== THE PROBLEM ==
Produce a word-for-word copy of the listing below without its pictures.

'''

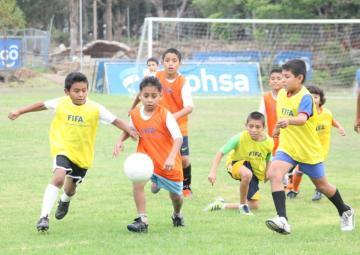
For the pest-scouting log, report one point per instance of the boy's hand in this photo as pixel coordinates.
(282, 123)
(134, 134)
(357, 126)
(119, 146)
(212, 178)
(13, 115)
(342, 131)
(169, 163)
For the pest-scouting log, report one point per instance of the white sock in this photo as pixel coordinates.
(49, 199)
(65, 198)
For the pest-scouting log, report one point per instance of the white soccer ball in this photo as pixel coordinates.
(138, 167)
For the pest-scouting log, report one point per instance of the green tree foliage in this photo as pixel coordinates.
(11, 15)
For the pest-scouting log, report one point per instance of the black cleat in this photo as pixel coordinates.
(292, 194)
(138, 226)
(62, 210)
(178, 221)
(43, 224)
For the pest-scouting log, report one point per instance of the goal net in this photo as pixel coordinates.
(330, 48)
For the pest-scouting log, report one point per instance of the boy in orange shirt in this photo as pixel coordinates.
(176, 97)
(161, 139)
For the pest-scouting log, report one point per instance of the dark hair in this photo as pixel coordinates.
(152, 59)
(275, 70)
(296, 67)
(74, 77)
(256, 116)
(150, 81)
(174, 51)
(317, 91)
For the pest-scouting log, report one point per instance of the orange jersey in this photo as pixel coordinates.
(156, 141)
(271, 116)
(172, 98)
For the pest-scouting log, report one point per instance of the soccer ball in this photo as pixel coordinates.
(138, 167)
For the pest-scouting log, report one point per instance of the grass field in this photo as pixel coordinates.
(96, 223)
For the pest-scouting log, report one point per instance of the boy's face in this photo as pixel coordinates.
(150, 97)
(78, 93)
(291, 82)
(152, 66)
(171, 63)
(255, 129)
(276, 81)
(316, 99)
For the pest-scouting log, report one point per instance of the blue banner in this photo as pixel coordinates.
(204, 79)
(10, 53)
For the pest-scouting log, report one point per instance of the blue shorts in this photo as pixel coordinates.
(171, 186)
(314, 171)
(184, 150)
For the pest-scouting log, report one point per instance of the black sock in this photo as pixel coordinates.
(187, 176)
(279, 201)
(339, 203)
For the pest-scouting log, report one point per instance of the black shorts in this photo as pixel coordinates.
(72, 170)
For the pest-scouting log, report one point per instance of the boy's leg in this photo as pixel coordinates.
(184, 151)
(49, 198)
(296, 180)
(346, 213)
(278, 168)
(177, 201)
(140, 224)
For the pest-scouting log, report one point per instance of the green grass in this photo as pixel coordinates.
(96, 223)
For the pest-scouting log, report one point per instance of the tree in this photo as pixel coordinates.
(11, 16)
(74, 22)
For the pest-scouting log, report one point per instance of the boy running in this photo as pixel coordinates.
(300, 144)
(72, 140)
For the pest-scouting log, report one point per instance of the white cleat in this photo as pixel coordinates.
(347, 220)
(279, 225)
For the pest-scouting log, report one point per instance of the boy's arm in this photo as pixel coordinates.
(340, 128)
(40, 106)
(119, 145)
(170, 160)
(175, 132)
(135, 103)
(357, 118)
(126, 128)
(214, 167)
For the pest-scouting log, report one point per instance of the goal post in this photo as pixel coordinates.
(330, 48)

'''

== FULL ANSWER ==
For the pest-scouting log, report one point per instance of the boy's hand in this photo as pixel coordinates.
(282, 123)
(134, 134)
(357, 126)
(119, 146)
(212, 178)
(13, 115)
(342, 131)
(169, 163)
For the pest-scouting log, report one point per instance of the white sock in this photo as pixel coordinates.
(49, 199)
(65, 198)
For the pest-scouting log, report one point per instance of the white soccer ball in this photo as pixel coordinates.
(138, 167)
For the pest-scouting log, report one point per instance of the green tree foliage in this photo as pixel coordinates.
(11, 15)
For the pest-scouting log, report one point per instance of the black cleat in this photo as pixel coordinates.
(292, 194)
(138, 226)
(62, 210)
(178, 221)
(43, 224)
For the pest-scouting log, report one point per instance of the goal net in this photo as pixel coordinates.
(330, 48)
For the pest-scouting log, report one point per instance of the boy in orange shirt in this photo as pixel coordinates.
(176, 97)
(161, 139)
For the pest-scouting log, report one point per instance of the dark hair in this photo as pixel coordinates.
(152, 59)
(275, 70)
(296, 67)
(74, 77)
(256, 116)
(150, 81)
(174, 51)
(317, 91)
For the pest-scouting log, report one point per instance of the orange jersey in this photo as pixel coordinates.
(156, 141)
(271, 116)
(172, 98)
For the pest-scouting log, report one point per instance of the soccer ball in this photo as pixel coordinates.
(138, 167)
For the pest-scouting log, report one point per instance of the grass field in this photo as pixel coordinates.
(96, 223)
For the pest-scouting log, report one point per instance of the boy's face in this photo as pixel coordinates.
(150, 97)
(78, 93)
(291, 82)
(152, 66)
(171, 63)
(255, 129)
(276, 81)
(316, 99)
For the pest-scouting log, report one point per instance of the blue banner in this photo as pixel coordinates.
(204, 79)
(10, 53)
For the pest-scouting log, report one point per instance of the blue shorts in this photo as pixel coordinates.
(171, 186)
(314, 171)
(184, 150)
For the pest-scouting log, report one point per instance of the black sock in this photo as pixel coordinates.
(187, 176)
(279, 201)
(339, 203)
For the pest-scouting log, report one point per instance of the black shorts in this photo as pixel coordinates.
(72, 170)
For the pest-scouting log, report one point per instance of the boy's leg in this photo as pixel coordinates.
(184, 151)
(49, 198)
(296, 180)
(346, 213)
(278, 168)
(177, 201)
(140, 224)
For the pest-scouting log, report one point per instance of the green grass in this photo as pixel coordinates.
(96, 223)
For the pest-scouting log, report one point per instance of the tree in this photo as pixel coordinates.
(11, 16)
(74, 22)
For the pest-scouting log, report one point per instance of the boy running in this photo as pixel coordinates.
(300, 144)
(72, 140)
For the pest-scouting log, report one point per instance of the white cleat in this photo as pixel coordinates.
(347, 220)
(279, 225)
For the pest-scouting log, report one point per instance of the boy's arm in this photo as pixel coordinates.
(340, 128)
(40, 106)
(119, 145)
(170, 160)
(175, 132)
(135, 103)
(357, 118)
(126, 128)
(214, 167)
For the pest-scouting log, report one point per instance of the goal post in this photo as pixel coordinates.
(330, 48)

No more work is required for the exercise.